Dataset records:
▬▬▬▬▬▬▬▬▬▬

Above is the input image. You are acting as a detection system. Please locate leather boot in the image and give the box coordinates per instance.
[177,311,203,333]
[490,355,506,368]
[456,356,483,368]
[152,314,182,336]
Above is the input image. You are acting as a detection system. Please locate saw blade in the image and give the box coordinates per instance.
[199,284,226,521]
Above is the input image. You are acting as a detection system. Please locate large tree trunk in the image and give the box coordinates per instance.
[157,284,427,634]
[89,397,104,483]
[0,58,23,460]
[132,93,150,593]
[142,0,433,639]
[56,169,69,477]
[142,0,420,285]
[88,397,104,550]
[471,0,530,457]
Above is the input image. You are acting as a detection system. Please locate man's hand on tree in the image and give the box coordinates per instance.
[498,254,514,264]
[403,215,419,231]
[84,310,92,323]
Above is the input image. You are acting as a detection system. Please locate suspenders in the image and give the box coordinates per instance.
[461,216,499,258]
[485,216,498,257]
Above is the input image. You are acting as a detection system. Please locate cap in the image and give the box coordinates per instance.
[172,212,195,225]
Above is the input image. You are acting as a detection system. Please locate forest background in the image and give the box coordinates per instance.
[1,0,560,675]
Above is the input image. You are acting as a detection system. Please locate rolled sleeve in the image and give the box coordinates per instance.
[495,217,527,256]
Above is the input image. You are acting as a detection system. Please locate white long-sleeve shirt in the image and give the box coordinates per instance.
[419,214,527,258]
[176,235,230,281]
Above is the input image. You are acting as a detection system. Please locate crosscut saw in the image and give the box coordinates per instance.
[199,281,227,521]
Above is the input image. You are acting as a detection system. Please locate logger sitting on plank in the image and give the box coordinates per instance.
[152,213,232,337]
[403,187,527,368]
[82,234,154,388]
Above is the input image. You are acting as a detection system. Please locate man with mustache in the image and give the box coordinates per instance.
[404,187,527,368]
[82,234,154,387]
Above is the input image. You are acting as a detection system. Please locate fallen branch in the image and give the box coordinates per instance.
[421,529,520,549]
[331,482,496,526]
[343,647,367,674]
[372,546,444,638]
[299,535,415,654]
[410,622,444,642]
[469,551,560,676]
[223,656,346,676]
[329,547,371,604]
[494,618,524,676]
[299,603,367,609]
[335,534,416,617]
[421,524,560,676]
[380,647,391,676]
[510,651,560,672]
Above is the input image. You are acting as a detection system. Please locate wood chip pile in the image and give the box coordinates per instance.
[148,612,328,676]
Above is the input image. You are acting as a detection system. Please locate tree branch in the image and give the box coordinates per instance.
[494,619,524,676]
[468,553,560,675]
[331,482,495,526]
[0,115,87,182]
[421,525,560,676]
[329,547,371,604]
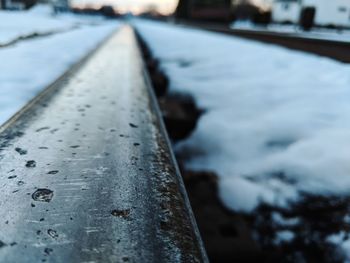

▬▬▬▬▬▬▬▬▬▬

§ What you have to do:
Output the data above in full. Skip every picture.

§ Response to the task:
Above is the input image. You are acting as a detection system. Please locate leather boot in the image and give the box coordinates per instance.
[177,311,203,333]
[490,355,506,368]
[456,356,483,368]
[152,314,182,336]
Above is the input image. You are acting as a detection system. Please locate saw blade in the image and give the box coordinates per instance.
[199,284,226,521]
Above is the input image. You are acting as a detection system. Please locate large tree trunk in the image and give the box coordinates per instance.
[157,284,427,634]
[89,397,104,483]
[0,58,23,460]
[132,93,150,593]
[142,0,433,639]
[56,169,69,477]
[142,0,420,285]
[88,397,104,550]
[471,0,530,457]
Above is the input image. You are acting as a detection system. Please locate man's hand on tree in the image and give the box coordinates per instance.
[498,254,514,264]
[403,215,419,231]
[84,310,92,323]
Above is the input image. You are acting as a detection system. Please locate suspenders in the image and give the box coordinates per instance.
[461,216,499,258]
[485,216,498,257]
Above is the input image. You are acting as a detection system. Please locate cap in the image and give the box coordinates per instance.
[172,212,195,225]
Above is the input image. You are acting as a detection system. Please locate forest background in the image and give the box coordinates per instance.
[1,0,560,675]
Above is the input image. You are acting as a detection system. Please locate rolled sleeve in the image and give the box coordinates per instance.
[495,217,527,256]
Above is the input image. You are acting as a detection system. Please locate white long-sleeve shirt in the image and give the box coordinates per instance.
[419,214,527,258]
[176,235,230,281]
Above is the input image. You are acting as a detection system. Please locate crosscut saw in the image and give the box coordinates per instance.
[199,281,227,521]
Above is the input image. You are acting as a detection system. Please locate logger sitting on plank in the image and give the box coordinates per instance.
[152,213,232,337]
[403,187,527,368]
[82,234,154,388]
Above is the input image. You are acting as a detection system. Please locate man with mustache in the image and give the box coordinates per instance.
[404,187,527,368]
[82,234,154,387]
Above is the input image. You are acting as a detection system. Please locate fallen branch in the image and give the box coordinates per instance.
[421,529,520,549]
[331,482,496,526]
[343,647,367,674]
[372,546,444,638]
[299,535,415,654]
[410,622,444,642]
[469,551,560,676]
[223,656,346,676]
[329,547,371,604]
[494,618,524,676]
[299,603,367,609]
[335,534,416,617]
[421,524,560,676]
[380,647,391,676]
[510,651,560,672]
Above is the input image. You are acting as a detection system. Please locate wood chip pile in the image and give the box coordinates per instance.
[148,612,328,676]
Above is the input image. You are acting as a detection system. Please locate tree branch in the image and give the box coordinates per instance.
[494,619,524,676]
[468,553,560,675]
[331,482,495,526]
[0,115,87,182]
[421,525,560,676]
[329,547,371,604]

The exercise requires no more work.